SET TASK -> Return the records in full, exactly as given.
######
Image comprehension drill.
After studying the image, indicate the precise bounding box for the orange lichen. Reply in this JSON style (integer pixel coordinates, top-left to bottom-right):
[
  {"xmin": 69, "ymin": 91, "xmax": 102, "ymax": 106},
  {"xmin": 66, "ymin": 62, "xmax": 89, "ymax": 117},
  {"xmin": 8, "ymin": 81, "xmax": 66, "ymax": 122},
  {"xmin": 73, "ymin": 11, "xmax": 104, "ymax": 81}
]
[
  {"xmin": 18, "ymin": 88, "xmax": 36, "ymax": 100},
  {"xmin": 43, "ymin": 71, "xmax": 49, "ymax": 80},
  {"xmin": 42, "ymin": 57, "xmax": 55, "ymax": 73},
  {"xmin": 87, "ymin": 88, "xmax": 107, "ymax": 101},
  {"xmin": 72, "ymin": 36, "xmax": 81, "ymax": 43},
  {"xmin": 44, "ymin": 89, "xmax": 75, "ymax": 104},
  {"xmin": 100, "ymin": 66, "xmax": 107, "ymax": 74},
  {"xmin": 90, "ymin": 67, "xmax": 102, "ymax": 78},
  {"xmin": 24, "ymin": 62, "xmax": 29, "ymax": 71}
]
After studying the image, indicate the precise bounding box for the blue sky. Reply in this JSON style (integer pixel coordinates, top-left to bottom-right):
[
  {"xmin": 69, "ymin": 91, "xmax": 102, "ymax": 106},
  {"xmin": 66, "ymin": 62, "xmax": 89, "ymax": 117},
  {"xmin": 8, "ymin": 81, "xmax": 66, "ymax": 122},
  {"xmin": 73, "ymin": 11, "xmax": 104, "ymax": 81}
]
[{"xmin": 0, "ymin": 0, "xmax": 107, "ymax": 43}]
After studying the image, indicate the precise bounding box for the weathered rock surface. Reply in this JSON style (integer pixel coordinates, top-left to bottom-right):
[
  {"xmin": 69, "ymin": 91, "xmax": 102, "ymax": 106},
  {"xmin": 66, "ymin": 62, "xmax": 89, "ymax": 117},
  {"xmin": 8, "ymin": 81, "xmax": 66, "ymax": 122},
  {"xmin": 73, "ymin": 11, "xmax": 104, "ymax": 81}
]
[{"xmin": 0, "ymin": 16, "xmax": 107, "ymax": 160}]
######
COMPLETE OUTPUT ->
Image comprehension drill.
After studying the image, indicate the precise bounding box for the orange lichen. Reply in this JSON style (integer pixel coordinates, top-left to bottom-right):
[
  {"xmin": 69, "ymin": 91, "xmax": 102, "ymax": 106},
  {"xmin": 66, "ymin": 62, "xmax": 89, "ymax": 117},
  {"xmin": 8, "ymin": 81, "xmax": 66, "ymax": 122},
  {"xmin": 73, "ymin": 11, "xmax": 104, "ymax": 81}
]
[
  {"xmin": 18, "ymin": 88, "xmax": 36, "ymax": 100},
  {"xmin": 43, "ymin": 71, "xmax": 49, "ymax": 80},
  {"xmin": 42, "ymin": 57, "xmax": 55, "ymax": 73},
  {"xmin": 87, "ymin": 88, "xmax": 107, "ymax": 101},
  {"xmin": 72, "ymin": 36, "xmax": 81, "ymax": 43},
  {"xmin": 44, "ymin": 89, "xmax": 75, "ymax": 104},
  {"xmin": 100, "ymin": 66, "xmax": 107, "ymax": 74},
  {"xmin": 90, "ymin": 67, "xmax": 102, "ymax": 78},
  {"xmin": 24, "ymin": 62, "xmax": 29, "ymax": 71}
]
After studying the image, indicate the precise bounding box for the blue sky. Reply in this JSON style (integer pixel coordinates, top-left to bottom-right):
[
  {"xmin": 69, "ymin": 91, "xmax": 102, "ymax": 106},
  {"xmin": 66, "ymin": 62, "xmax": 89, "ymax": 117},
  {"xmin": 8, "ymin": 81, "xmax": 66, "ymax": 122},
  {"xmin": 73, "ymin": 11, "xmax": 104, "ymax": 81}
]
[{"xmin": 0, "ymin": 0, "xmax": 107, "ymax": 43}]
After studying the image, indicate the precise bounding box for the weathered rock surface. Reply in this JSON style (integer pixel coordinates, top-left to bottom-right):
[
  {"xmin": 69, "ymin": 91, "xmax": 102, "ymax": 106},
  {"xmin": 66, "ymin": 62, "xmax": 89, "ymax": 117},
  {"xmin": 8, "ymin": 81, "xmax": 66, "ymax": 122},
  {"xmin": 73, "ymin": 11, "xmax": 104, "ymax": 81}
]
[{"xmin": 0, "ymin": 16, "xmax": 107, "ymax": 160}]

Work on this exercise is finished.